__Hedefler__:
1/ Alıntıda adı geçen Anayasa maddeleri hangileri?
2/ Alıntıda "22. Başvuruda tespit" sözlerinden "21/1/2021, §§ 93-100)." sözlerine kadar ne varsa, hiçbir şeyi değiştirmeden geri ver.

__Alıntı__:
..........

22. Başvuruda tespit edilen anayasal hak ihlalinin sonuçlarının ortadan kaldırılması için yeniden yargılama yapılmasında hukuki yarar ve zorunluluk bulunmaktadır. Anayasa'nın 148. ve 153. maddeleri ile 30/3/2011 tarihli ve 6216 sayılı Anayasa Mahkemesinin Kuruluşu ve Yargılama Usulleri Hakkında Kanun'un 50. ve 66. maddeleri uyarınca ihlal kararının gönderildiği yargı mercilerince yapılması gereken iş, yeniden yargılama işlemlerini başlatıp Anayasa Mahkemesinin ihlal kararında belirtilen ilkelere ve gerekçelere uygun biçimde yürütülecek yargılama sonunda hak ihlalinin nedenlerini gidererek yeni bir karar vermektir(Mehmet Doğan [GK], B. No: 2014/8875, 7/6/2018, §§ 54-60; Aligül Alkaya ve diğerleri (2) [1. B.], B. No: 2016/12506, 7/11/2019, §§ 53-60, 66; Kadri Enis Berberoğlu (3) [GK], B. No: 2020/32949, 21/1/2021, §§ 93-100).

..........

__Verilen Malzeme__:
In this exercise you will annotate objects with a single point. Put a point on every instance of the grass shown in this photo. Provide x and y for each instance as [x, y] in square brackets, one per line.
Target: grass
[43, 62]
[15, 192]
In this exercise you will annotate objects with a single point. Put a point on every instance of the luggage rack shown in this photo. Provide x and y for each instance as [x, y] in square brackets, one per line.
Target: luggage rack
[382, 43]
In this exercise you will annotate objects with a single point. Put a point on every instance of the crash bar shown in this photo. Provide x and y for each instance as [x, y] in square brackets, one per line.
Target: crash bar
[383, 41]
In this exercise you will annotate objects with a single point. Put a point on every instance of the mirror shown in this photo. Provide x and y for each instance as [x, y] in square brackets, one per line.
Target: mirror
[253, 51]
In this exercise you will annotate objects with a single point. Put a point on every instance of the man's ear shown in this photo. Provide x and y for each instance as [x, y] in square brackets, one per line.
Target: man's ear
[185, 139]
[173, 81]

..........

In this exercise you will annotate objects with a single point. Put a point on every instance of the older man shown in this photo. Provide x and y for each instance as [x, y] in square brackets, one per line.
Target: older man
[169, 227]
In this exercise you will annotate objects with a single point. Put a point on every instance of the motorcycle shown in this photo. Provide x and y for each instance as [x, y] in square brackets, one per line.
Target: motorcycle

..........

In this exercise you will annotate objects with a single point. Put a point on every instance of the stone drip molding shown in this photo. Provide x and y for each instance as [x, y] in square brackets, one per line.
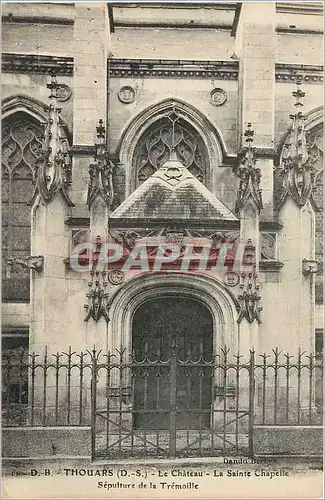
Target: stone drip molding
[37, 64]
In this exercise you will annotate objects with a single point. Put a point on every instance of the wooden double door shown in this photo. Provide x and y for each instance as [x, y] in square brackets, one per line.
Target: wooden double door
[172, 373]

..........

__Görevlerin Cevapları__:
1/ Anayasa'nın 148. ve 153. maddeleri.

2/
22. Başvuruda tespit edilen anayasal hak ihlalinin sonuçlarının ortadan kaldırılması için yeniden yargılama yapılmasında hukuki yarar ve zorunluluk bulunmaktadır. Anayasa'nın 148. ve 153. maddeleri ile 30/3/2011 tarihli ve 6216 sayılı Anayasa Mahkemesinin Kuruluşu ve Yargılama Usulleri Hakkında Kanun'un 50. ve 66. maddeleri uyarınca ihlal kararının gönderildiği yargı mercilerince yapılması gereken iş, yeniden yargılama işlemlerini başlatıp Anayasa Mahkemesinin ihlal kararında belirtilen ilkelere ve gerekçelere uygun biçimde yürütülecek yargılama sonunda hak ihlalinin nedenlerini gidererek yeni bir karar vermektir(Mehmet Doğan [GK], B. No: 2014/8875, 7/6/2018, §§ 54-60; Aligül Alkaya ve diğerleri (2) [1. B.], B. No: 2016/12506, 7/11/2019, §§ 53-60, 66; Kadri Enis Berberoğlu (3) [GK], B. No: 2020/32949, 21/1/2021, §§ 93-100).